Copies of all lines that contain "foliage" are needed; take them from the data below.

Saved entries
****************************************

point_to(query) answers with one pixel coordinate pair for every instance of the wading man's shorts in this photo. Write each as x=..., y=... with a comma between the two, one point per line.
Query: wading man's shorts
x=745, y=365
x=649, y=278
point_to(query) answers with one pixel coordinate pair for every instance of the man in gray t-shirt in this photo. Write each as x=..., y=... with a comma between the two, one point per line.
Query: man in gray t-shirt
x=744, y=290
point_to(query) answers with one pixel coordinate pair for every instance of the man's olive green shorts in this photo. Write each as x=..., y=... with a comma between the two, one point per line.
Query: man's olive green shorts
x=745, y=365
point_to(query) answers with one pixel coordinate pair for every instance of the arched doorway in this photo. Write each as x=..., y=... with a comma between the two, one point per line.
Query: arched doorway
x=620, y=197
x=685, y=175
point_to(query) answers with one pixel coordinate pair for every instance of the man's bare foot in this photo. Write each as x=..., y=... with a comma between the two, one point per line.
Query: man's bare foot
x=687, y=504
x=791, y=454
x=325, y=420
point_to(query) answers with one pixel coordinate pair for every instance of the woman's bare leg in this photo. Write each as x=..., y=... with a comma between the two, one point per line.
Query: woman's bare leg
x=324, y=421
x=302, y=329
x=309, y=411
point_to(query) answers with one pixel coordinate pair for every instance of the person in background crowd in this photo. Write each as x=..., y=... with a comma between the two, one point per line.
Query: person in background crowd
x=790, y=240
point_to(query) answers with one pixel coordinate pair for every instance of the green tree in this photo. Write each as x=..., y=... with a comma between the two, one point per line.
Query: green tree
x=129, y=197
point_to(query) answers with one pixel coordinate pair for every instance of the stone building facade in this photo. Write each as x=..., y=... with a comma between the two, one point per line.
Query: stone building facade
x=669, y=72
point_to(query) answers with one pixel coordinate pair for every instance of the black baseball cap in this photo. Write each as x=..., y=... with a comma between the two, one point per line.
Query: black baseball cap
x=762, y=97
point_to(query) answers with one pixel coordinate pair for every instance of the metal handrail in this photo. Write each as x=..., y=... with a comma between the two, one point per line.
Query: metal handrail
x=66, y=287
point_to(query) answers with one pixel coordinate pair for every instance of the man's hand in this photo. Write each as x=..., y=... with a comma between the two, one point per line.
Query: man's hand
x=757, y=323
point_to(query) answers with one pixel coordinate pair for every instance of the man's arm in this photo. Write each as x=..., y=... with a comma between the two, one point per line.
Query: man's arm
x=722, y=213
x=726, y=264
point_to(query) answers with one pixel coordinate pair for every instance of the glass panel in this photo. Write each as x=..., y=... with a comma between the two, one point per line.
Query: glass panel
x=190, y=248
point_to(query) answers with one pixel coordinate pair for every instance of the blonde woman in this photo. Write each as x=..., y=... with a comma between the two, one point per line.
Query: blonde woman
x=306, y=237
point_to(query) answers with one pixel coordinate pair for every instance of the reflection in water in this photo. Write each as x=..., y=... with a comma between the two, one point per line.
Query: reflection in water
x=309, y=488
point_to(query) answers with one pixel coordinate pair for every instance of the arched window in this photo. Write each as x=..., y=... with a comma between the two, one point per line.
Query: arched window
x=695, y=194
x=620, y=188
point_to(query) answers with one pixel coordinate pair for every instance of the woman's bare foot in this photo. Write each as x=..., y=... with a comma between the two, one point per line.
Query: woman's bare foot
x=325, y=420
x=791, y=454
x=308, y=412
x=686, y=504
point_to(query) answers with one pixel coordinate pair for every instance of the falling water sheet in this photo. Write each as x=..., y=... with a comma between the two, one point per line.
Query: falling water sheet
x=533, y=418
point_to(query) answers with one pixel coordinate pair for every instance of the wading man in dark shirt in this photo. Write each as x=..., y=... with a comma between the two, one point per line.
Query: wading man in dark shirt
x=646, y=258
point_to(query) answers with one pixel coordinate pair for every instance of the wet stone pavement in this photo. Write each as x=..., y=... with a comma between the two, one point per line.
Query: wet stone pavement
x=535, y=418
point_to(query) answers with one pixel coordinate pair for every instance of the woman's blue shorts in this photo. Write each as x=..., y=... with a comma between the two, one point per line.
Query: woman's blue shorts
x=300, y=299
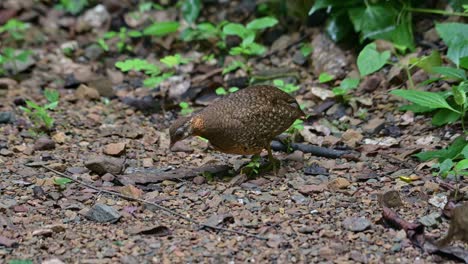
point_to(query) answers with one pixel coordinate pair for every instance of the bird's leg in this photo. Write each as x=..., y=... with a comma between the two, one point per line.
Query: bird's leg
x=273, y=163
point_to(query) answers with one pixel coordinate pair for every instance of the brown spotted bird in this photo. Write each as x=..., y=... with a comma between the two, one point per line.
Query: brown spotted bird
x=244, y=122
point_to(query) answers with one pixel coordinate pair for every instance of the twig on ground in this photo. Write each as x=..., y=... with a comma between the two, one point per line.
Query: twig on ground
x=160, y=207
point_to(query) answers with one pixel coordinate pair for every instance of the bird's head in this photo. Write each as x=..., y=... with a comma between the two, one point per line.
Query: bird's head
x=180, y=129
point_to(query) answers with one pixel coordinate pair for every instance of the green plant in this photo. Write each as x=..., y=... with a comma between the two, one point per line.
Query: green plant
x=346, y=85
x=38, y=114
x=15, y=30
x=370, y=60
x=185, y=108
x=247, y=33
x=161, y=29
x=11, y=56
x=123, y=36
x=286, y=87
x=236, y=65
x=222, y=91
x=73, y=7
x=325, y=77
x=155, y=74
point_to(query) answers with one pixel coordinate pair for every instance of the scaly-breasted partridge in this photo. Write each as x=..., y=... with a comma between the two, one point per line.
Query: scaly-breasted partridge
x=244, y=122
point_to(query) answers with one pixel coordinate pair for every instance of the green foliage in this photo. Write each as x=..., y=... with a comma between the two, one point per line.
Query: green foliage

****************************************

▶ **RESPONSE TO THIS TASK**:
point_to(query) answers with one pixel coordinate pair for every instance of the green foliage in this photo. Write each as x=..., y=... with a comma between the two, one point per line.
Query: green foliage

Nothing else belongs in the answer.